> Problem details: Gather every line of the records containing the word "Your", matching case exactly, and copy each one.

> Data entries:
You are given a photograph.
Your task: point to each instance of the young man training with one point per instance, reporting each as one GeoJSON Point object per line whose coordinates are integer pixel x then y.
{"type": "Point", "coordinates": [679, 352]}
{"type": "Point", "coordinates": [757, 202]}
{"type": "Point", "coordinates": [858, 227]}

---

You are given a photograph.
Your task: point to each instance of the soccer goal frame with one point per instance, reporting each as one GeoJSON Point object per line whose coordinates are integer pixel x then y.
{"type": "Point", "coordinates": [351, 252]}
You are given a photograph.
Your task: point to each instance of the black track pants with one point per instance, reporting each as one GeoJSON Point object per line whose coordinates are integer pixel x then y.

> Result of the task:
Your task: point to each instance of the young man training with one point per instance, reporting each as one GeoJSON Point object per line whose coordinates are integer pixel x then y.
Your task: point to each instance of the soccer goal frame with one point per instance, reporting each as one GeoJSON Point object per line whose coordinates are integer pixel x then y.
Your task: point to each instance of the black track pants with one point per instance, reporting each as one GeoJSON Point object per line whose coordinates are integer pixel x then y.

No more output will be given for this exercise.